### Data extract
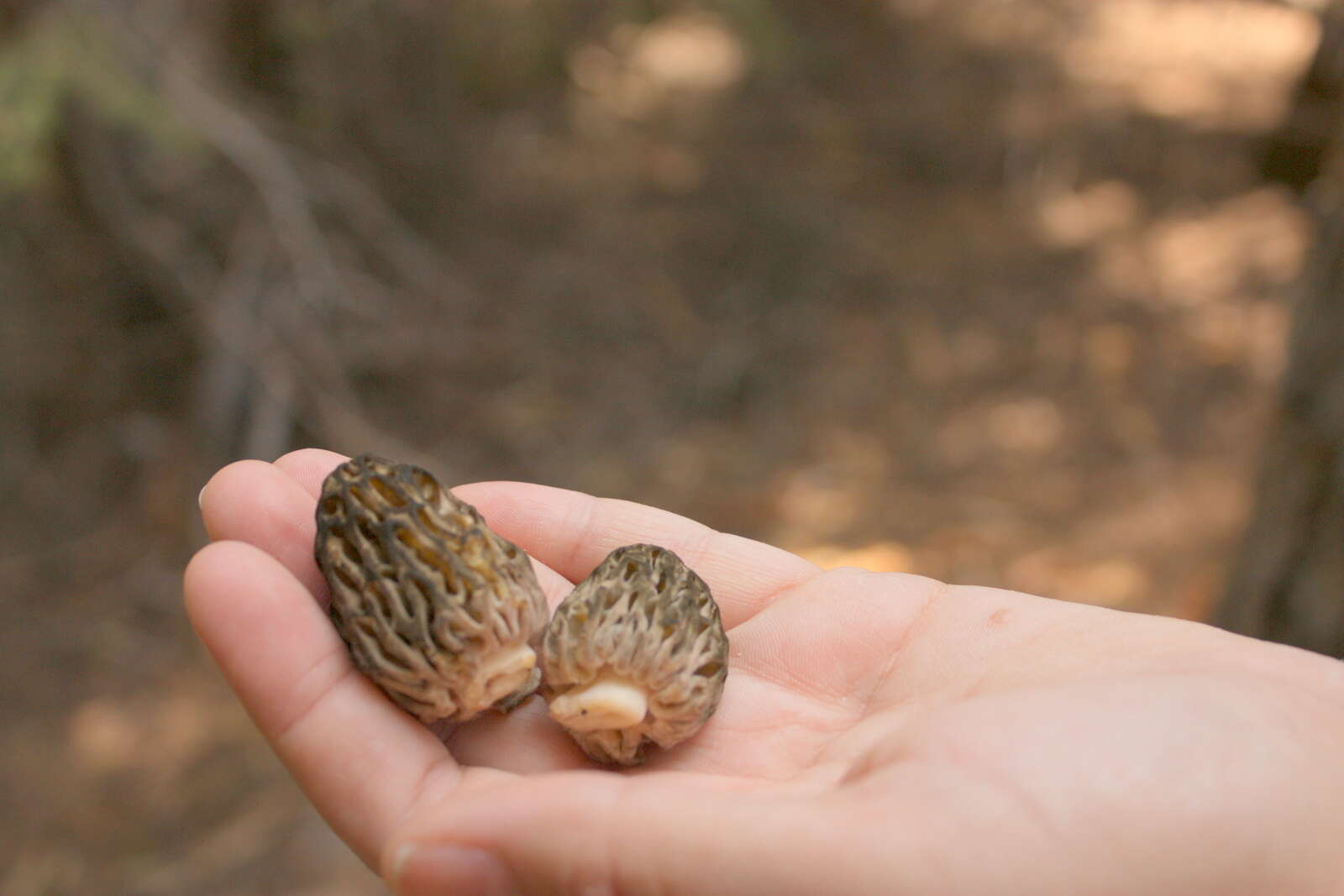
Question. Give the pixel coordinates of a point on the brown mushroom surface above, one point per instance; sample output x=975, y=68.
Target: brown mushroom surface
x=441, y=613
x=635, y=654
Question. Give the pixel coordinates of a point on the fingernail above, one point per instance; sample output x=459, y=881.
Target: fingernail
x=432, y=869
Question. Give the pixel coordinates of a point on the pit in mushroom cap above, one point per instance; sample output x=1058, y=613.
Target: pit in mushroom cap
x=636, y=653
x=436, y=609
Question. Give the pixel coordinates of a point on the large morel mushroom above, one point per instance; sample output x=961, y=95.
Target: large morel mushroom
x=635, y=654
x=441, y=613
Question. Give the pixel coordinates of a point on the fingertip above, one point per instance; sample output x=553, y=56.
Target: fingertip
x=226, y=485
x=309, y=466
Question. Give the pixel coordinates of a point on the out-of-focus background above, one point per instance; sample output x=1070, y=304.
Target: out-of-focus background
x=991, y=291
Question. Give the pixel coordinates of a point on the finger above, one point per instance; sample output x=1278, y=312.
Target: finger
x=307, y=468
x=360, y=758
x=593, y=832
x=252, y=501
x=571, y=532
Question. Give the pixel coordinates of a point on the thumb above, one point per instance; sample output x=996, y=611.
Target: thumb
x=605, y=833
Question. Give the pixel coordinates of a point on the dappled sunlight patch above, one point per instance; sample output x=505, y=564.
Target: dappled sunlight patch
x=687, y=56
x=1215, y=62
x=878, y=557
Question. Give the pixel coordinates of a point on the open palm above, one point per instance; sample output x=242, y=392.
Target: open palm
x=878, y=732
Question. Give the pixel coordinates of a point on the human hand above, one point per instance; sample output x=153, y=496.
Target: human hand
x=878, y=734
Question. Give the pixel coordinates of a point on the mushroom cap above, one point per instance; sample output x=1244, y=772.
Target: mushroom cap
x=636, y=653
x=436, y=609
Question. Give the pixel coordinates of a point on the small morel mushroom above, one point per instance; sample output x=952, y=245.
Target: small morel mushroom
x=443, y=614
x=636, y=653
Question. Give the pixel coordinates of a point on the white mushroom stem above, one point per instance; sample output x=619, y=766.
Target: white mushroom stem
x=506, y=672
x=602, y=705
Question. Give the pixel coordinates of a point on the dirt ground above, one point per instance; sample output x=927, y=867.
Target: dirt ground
######
### What the task requires
Across the entries above, how many lines contain "dirt"? Provide only the count.

### Solution for this exercise
2